-------- Excerpt provided

Caveman Ninja

Elite

Status: No Download, Findability: 1/5

A hit on the SNES and a fairly well known arcade from Data East.. Featured two caveman which had to destroy dino’s and basically get through scrolling platform levels which ended with huge guardians to bash hell out off.

Very similar in some ways to Chuck Rock.. Elite lost interest in the scene while the game was still being coded, and it was scrapped along with some other promising releases.

Very early on when we first added the entry to the site, we heard suggestions that Eldritch The Cat were behind the conversion. Stuart Fotheringham, who worked as part of the crew helped us with our enquiry into this game many moons ago:

“Perhaps Marc Dawson was working on Caveman Ninja after I left Eldritch The Cat, but I’m pretty sure ETC was 16-bit only and original software only (no conversions). Steve Wetherill (now a director of Westwood Studios and C&C fame) was also an Eldritch The Cat founder.”

----------------
-------- Given information

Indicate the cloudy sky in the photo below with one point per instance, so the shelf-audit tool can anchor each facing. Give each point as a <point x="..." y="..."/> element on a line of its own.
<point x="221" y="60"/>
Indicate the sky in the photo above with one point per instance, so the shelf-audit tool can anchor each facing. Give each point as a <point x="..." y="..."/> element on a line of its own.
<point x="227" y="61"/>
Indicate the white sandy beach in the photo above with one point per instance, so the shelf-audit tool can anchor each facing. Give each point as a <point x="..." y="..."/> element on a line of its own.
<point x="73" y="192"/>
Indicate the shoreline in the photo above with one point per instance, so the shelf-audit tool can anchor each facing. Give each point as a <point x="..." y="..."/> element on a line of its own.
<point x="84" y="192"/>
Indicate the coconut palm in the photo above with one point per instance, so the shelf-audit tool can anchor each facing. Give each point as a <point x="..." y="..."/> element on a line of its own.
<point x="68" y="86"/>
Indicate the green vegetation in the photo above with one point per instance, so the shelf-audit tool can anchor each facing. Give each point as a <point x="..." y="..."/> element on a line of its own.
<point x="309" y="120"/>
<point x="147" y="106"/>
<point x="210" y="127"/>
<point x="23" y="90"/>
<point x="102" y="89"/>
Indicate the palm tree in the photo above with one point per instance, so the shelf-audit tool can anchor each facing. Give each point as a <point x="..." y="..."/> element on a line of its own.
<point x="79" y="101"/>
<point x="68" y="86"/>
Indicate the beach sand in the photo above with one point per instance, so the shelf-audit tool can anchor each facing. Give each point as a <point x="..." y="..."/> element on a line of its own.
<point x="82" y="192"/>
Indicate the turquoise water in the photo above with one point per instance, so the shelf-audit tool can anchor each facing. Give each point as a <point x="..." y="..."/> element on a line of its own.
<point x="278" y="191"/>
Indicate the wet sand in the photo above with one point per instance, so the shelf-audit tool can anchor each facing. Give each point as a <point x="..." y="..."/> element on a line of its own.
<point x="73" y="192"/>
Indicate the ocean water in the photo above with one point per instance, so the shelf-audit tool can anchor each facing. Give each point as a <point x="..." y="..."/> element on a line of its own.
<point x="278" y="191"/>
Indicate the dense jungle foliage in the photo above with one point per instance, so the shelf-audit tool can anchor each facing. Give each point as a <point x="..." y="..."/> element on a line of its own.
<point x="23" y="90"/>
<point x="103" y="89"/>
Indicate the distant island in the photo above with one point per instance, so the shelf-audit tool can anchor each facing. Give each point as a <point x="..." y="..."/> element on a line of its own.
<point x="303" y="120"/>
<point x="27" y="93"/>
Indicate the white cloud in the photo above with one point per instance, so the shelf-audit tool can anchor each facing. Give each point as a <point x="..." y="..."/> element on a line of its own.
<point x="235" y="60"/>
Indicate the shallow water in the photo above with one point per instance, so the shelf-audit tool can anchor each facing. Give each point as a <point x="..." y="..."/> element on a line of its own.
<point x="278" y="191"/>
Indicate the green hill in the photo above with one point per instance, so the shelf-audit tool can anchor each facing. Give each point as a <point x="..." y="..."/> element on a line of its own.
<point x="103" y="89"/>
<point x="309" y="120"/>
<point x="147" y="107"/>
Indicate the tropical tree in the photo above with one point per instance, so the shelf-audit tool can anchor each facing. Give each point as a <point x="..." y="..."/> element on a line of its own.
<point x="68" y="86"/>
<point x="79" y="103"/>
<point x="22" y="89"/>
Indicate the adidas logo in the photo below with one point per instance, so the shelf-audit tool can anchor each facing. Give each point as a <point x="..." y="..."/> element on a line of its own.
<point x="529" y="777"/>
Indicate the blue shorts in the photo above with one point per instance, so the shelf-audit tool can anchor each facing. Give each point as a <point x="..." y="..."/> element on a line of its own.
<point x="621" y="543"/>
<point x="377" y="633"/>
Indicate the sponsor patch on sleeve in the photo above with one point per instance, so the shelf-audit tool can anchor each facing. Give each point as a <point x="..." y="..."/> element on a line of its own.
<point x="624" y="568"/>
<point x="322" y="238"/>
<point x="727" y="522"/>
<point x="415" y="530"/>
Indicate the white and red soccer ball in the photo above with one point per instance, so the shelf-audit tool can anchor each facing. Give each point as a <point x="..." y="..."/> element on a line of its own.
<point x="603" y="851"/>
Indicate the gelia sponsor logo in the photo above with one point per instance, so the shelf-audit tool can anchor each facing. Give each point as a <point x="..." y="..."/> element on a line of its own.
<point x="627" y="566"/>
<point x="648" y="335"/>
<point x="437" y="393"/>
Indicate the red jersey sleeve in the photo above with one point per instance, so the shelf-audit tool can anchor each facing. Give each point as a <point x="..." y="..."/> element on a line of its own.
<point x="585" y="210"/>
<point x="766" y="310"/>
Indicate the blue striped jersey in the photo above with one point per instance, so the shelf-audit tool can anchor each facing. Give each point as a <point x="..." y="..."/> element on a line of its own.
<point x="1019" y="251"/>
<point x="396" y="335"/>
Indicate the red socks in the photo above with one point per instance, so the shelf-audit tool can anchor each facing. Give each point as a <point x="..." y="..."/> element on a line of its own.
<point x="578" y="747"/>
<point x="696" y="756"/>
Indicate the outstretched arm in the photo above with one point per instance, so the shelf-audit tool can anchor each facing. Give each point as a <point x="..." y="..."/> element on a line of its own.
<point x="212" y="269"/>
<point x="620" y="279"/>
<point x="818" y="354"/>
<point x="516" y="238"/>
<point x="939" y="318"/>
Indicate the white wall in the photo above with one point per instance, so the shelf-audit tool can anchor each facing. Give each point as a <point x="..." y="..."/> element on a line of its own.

----------------

- Your instructions
Reproduce the Caveman Ninja page from "A hit on the" up to and including "other promising releases.".

- Result for this task
A hit on the SNES and a fairly well known arcade from Data East.. Featured two caveman which had to destroy dino’s and basically get through scrolling platform levels which ended with huge guardians to bash hell out off.

Very similar in some ways to Chuck Rock.. Elite lost interest in the scene while the game was still being coded, and it was scrapped along with some other promising releases.